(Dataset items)
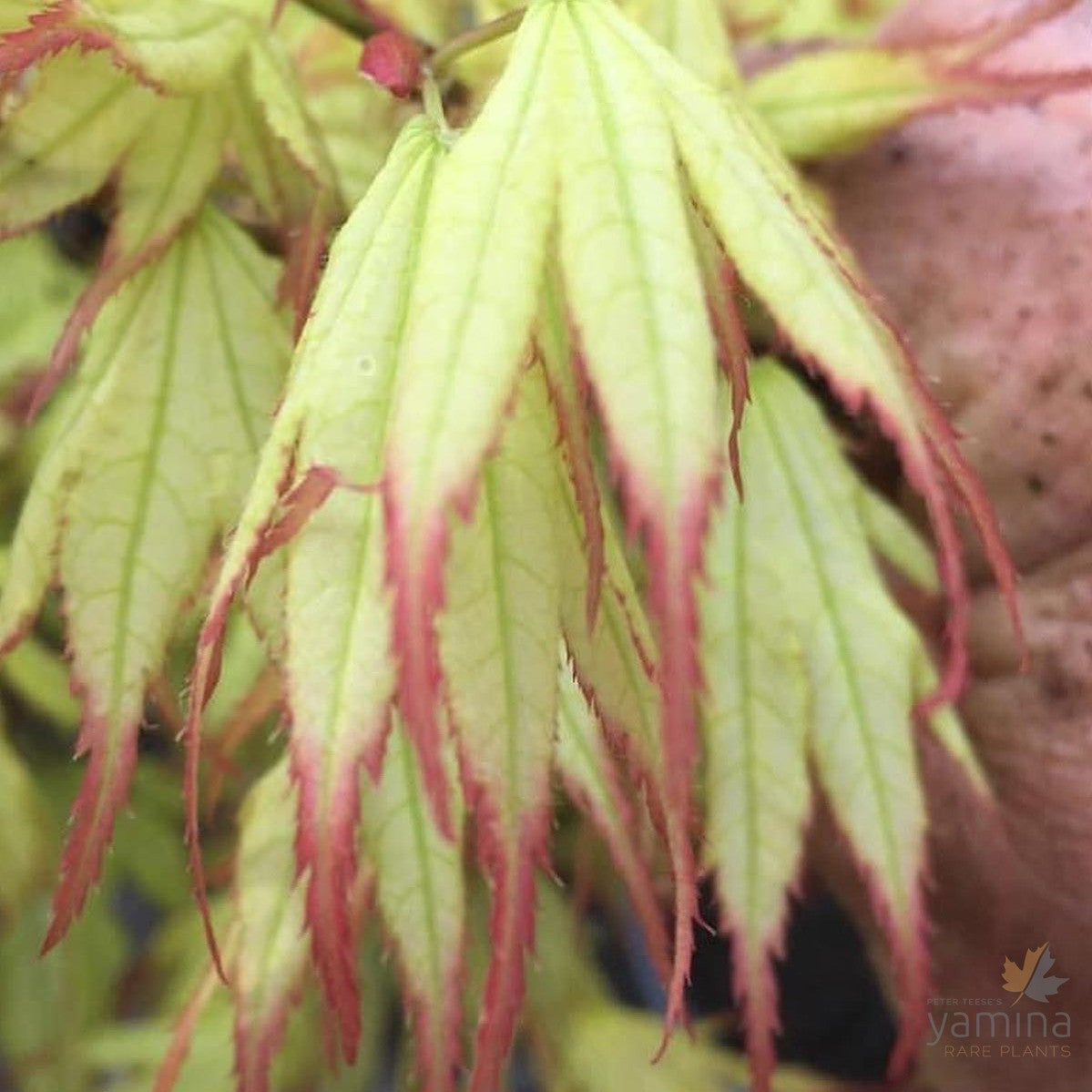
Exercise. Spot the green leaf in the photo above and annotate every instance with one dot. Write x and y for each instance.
(40, 679)
(807, 20)
(23, 846)
(184, 47)
(504, 587)
(80, 980)
(638, 302)
(69, 428)
(420, 885)
(275, 88)
(39, 290)
(338, 615)
(151, 470)
(594, 782)
(164, 179)
(474, 301)
(782, 249)
(799, 629)
(755, 712)
(331, 426)
(65, 138)
(695, 32)
(272, 943)
(834, 103)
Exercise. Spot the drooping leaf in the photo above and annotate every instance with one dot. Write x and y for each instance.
(275, 88)
(639, 308)
(70, 428)
(696, 33)
(474, 301)
(800, 629)
(755, 711)
(160, 186)
(157, 456)
(420, 887)
(571, 399)
(23, 848)
(504, 587)
(65, 138)
(833, 103)
(786, 254)
(593, 780)
(272, 943)
(180, 47)
(806, 20)
(333, 423)
(615, 662)
(39, 290)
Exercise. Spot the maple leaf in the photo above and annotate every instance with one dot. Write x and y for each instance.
(1031, 977)
(154, 451)
(807, 658)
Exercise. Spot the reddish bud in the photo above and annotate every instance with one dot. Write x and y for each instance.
(394, 61)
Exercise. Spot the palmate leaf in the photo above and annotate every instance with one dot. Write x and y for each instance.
(179, 47)
(785, 253)
(160, 182)
(420, 888)
(473, 301)
(835, 102)
(504, 587)
(594, 782)
(65, 138)
(157, 451)
(806, 655)
(695, 32)
(636, 295)
(336, 616)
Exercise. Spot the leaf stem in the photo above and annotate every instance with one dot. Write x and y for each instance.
(451, 50)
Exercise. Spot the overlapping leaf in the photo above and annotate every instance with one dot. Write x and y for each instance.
(593, 780)
(805, 654)
(181, 47)
(64, 138)
(151, 462)
(420, 887)
(835, 102)
(332, 423)
(504, 587)
(473, 301)
(270, 949)
(786, 254)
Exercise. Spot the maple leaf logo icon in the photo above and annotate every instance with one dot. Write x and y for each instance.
(1031, 980)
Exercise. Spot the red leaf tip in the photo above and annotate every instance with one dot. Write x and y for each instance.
(393, 60)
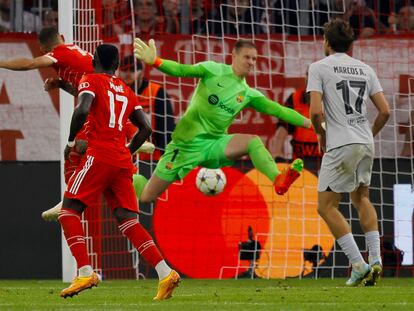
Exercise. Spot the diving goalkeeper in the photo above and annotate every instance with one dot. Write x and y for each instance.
(200, 138)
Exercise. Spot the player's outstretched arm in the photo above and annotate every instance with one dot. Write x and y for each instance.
(267, 106)
(23, 64)
(383, 115)
(148, 54)
(80, 115)
(139, 119)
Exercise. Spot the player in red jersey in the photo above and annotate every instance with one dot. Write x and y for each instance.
(70, 63)
(108, 103)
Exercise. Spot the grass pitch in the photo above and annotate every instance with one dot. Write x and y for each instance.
(194, 295)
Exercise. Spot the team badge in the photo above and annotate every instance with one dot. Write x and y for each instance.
(239, 99)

**Task details**
Copy all of the rows above, substituting "Locate" for each "Spot" and keeping everything else the same. Omit the pictures from your copy.

**Output for this exercise**
Exercise. Locate the green leaf in the photo above and annotate every instance with one dot. Write x and y for each instance.
(40, 679)
(807, 20)
(23, 846)
(184, 47)
(504, 587)
(80, 980)
(638, 302)
(69, 428)
(420, 885)
(275, 88)
(39, 290)
(338, 615)
(151, 470)
(594, 782)
(164, 179)
(474, 301)
(782, 249)
(799, 629)
(755, 712)
(331, 426)
(65, 138)
(695, 32)
(272, 943)
(834, 103)
Exercise. Locate the drooping leaf in the photo above and annotate every instance with one dot. Write x and y for each instance.
(275, 88)
(639, 308)
(70, 428)
(696, 33)
(474, 301)
(800, 629)
(755, 711)
(160, 186)
(157, 456)
(420, 887)
(571, 399)
(23, 848)
(504, 587)
(65, 138)
(833, 103)
(786, 254)
(593, 780)
(272, 943)
(180, 47)
(806, 20)
(333, 423)
(615, 662)
(39, 290)
Exercise. Locate the maple leaf in the photo above and annotate every instance with one dot. Write x and y for each instance.
(1031, 977)
(154, 451)
(807, 658)
Exercise. Locate the reddish bud in the photo above and annotate every instance with one dot. Write x and y for each instance.
(394, 61)
Exercise. Locate the palmate leaf in the photo above and annotate every instance with one dot. Write x and y for each instance.
(179, 47)
(785, 253)
(160, 182)
(420, 888)
(473, 301)
(835, 102)
(504, 587)
(594, 782)
(65, 138)
(157, 451)
(806, 655)
(695, 32)
(636, 295)
(336, 616)
Exercise. Locate the leaf stem in the photo above and annotate every instance with one dot. Write x and y for each instance.
(451, 50)
Exercise. Locate the overlapping leaf in the photo above and annotate every instance with one dot. Write x and y for each instance.
(593, 780)
(805, 654)
(181, 47)
(64, 138)
(151, 462)
(420, 887)
(835, 102)
(332, 423)
(504, 587)
(473, 301)
(270, 949)
(786, 254)
Exercise. Locate the maple leaf logo icon in the photo above and annotate every instance with one dot. Write x and y for each instance.
(1031, 980)
Exercise. Locate the red leaf tip in the photo above and annotate every instance with one dot. Write x and y for each instance.
(393, 60)
Exercise. Locate the diving goalkeeper in the photo above and annotate every instance with one dot. Write x and y for each instance.
(200, 138)
Exercise. Locate the player's outstretched arm in the photo above and annotate every instance with one dot. Write x and y for each instance.
(267, 106)
(23, 64)
(383, 115)
(148, 54)
(80, 115)
(139, 119)
Exercise. Locate the player in red jersey in the photo above and annotate every instance with one dot. Write x and y for each instance.
(70, 63)
(108, 103)
Exercise. Locate the grass pitch in the photo above and annotate every instance with one dot. Write x and y for each instance.
(194, 295)
Exercise. Locate the team badge in the photo above and annotate every instance with one dot. Write x and y for each instance.
(239, 99)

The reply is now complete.